4 Mitt Romney Boxing Matches We Desperately Want To See Next
The intersection between politics and sports will reach an apex of sorts on Friday with Mitt Romney and Evander Holyfield's charity boxing match in Utah. The match pits a political heavyweight against an actual former heavyweight champion, and the proceeds will go to Charity Vision, an organization aimed at combating vision problems in some of the poorest countries in the world. Though the match-up is bemusing, as charity events are sometimes known for, I personally think there could be other Mitt Romney boxing matches that could prove interesting, too.
Holyfield has had his run-ins with over-aggression — an angry Mike Tyson once infamously bit off a piece of Holyfield's ear — but by all accounts, former Massachusetts governor will be a gentler fighter than the retired boxer is accustomed to. Mitt "The Gloves" Romney has promised stay away from Holyfield's ear, and at some 50 pounds lighter than Holyfield — a hulking mass of a man even in retirement — Romney has already conceded to The New York Times that he expects to be "beaten but not unbowed."
No matter the result, the fight will prove interesting — how often do you get to watch a slick, put-together politician get beaten up by a professional boxer (or vice versa) in the ring? The thought brings to mind other Romney boxing match-fantasies.
Mitt Romney vs President Obama
Sure, they might be all smilies here, but these two were at each other's throats in the 2012 election. The photo was taken after the heated final election debate that proved to us all how well politicians can hide behind a mask of faux-geniality.
The feud further extended in 2015, when Romney was still "seriously considering" running and had waxed lyrical on poverty. Obama shot back, referring coyly to one "former presidential candidate” who was "suddenly deeply concerned about poverty." A boxing match to air out all the bad blood could prove healthy for their rivalry, after all these years.

ENTRIES SUPPLIED:
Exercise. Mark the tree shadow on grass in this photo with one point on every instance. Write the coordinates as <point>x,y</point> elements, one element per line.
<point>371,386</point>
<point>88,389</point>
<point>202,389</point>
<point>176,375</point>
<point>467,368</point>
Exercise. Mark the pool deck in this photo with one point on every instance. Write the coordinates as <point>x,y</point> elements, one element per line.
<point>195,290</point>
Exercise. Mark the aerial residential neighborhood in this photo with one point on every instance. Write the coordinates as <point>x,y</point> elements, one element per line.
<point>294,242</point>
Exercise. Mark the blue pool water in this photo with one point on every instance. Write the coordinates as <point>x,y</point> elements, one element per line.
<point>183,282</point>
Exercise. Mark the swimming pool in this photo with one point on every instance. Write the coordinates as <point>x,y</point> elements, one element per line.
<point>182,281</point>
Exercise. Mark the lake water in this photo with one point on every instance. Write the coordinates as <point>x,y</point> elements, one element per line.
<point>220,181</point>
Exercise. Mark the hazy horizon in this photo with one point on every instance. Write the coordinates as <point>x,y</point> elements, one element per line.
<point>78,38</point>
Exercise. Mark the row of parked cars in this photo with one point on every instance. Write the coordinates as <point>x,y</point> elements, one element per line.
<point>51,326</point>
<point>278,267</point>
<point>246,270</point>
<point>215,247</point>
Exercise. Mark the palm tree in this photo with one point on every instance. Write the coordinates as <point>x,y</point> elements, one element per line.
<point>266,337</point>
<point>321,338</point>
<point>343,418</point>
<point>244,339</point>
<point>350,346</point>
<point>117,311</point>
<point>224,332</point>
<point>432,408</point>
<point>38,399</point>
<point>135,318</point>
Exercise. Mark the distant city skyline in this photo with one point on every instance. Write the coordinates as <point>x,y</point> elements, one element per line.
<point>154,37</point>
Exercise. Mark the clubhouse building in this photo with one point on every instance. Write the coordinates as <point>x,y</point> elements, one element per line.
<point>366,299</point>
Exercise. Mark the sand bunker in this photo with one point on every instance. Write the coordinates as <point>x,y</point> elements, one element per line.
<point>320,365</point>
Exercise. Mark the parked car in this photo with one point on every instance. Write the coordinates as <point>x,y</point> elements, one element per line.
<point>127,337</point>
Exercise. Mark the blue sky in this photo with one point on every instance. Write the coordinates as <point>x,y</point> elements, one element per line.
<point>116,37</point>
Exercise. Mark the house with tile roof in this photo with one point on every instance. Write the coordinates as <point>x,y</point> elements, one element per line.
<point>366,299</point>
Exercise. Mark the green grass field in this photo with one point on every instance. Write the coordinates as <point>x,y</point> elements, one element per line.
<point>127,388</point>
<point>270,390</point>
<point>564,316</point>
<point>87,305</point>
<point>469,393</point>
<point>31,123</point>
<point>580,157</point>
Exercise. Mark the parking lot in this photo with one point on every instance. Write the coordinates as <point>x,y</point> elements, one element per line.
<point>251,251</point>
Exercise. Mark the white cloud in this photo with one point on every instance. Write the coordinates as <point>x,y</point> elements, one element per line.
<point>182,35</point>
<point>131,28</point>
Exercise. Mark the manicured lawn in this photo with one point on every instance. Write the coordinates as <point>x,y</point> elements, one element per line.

ACTIVITIES:
[1] Summarize the Mitt Romney boxing article in two sentences.
[2] Based on the Mitt Romney boxing article, answer yes or no to each statement and quote the words that settle it: (a) The match's proceeds go to Charity Vision. (b) Romney is heavier than Holyfield. (c) The match is being held in Utah.
[3] Pick up the Mitt Romney boxing article after its last sentence and write what comes next.
The lines above have nothing to do with the Mitt Romney boxing article.

RESULTS BY TASK:
[1] Mitt Romney is set to box former heavyweight champion Evander Holyfield in a Friday charity match in Utah, with the proceeds going to Charity Vision, and Romney, some 50 pounds lighter, expects to be "beaten but not unbowed." The fight prompts the writer to imagine other Romney match-ups, starting with President Obama, with whom he feuded in the 2012 election and again in 2015 over poverty.

[2]
(a) Yes: "the proceeds will go to Charity Vision"
(b) No: "at some 50 pounds lighter than Holyfield"
(c) Yes: "charity boxing match in Utah"

[3]
Mitt Romney vs John McCain
Romney and McCain have a largely amicable relationship — except for a brief period in 2008, when the two engaged in a series of attacks against each other as top contenders for the GOP presidential nomination.
After Romney dropped out of the race and endorsed McCain, however, there were rumblings of him becoming McCain's running mate, a position he ostensibly lost out to the calamitous Sarah Palin, whom McCain claimed at the time to be "a better candidate" than Romney, which, in hindsight, was a terrible mistake that the two could hash out over a friendly boxing match.
Mitt Romney vs "Binders Full Of Women"
Romney's gaffes made for amusing headlines in 2012; one of my favorites is his remarks on improving gender equality. He said that during his governorship, after noting an overwhelming number of men applying for jobs in his cabinet, he ordered his staff to actively find women who were qualified for his cabinet positions — which is great, if not for the fact that he added that he was then brought "binders full of women."
Many seized on the comment as evidence of Romney's lack of understanding on gender equality. Though he ultimately did not think that the gaffe hurt his campaign too much, Romney's career could do well with an in-the-ring obliteration of the remark.
Mitt Romney vs "The 47 Percent"
During the 2012 campaign, Romney was secretly filmed telling an audience at a private fundraiser in Florida that there will be "47 percent of the people" who will vote for Obama no matter what. That figure, was used to describe poor people who were on welfare, who, in line with the conservatives' narrative, were lazy, irresponsible and entitled. Romney added:
There are 47 percent who are with him, who are dependent upon government, who believe that they are victims, who believe the government has a responsibility to care for them, who believe that they are entitled to health care, to food, to housing, to you-name-it — that that's an entitlement. And the government should give it to them. And they will vote for this president no matter what. ... These are people who pay no income tax. ... [M]y job is not to worry about those people. I'll never convince them they should take personal responsibility and care for their lives.
The clip, after going viral online, fed into the portrayal of Romney as a wealthy, out-of-touch politician. The "47 percent" remark topped Yale's Quotes Of The Year, and it persisted throughout the years even as Romney launched a series of excuses for it. Romney would definitely relish the chance to pummel the living daylights out of that comment until it no longer haunted his political career.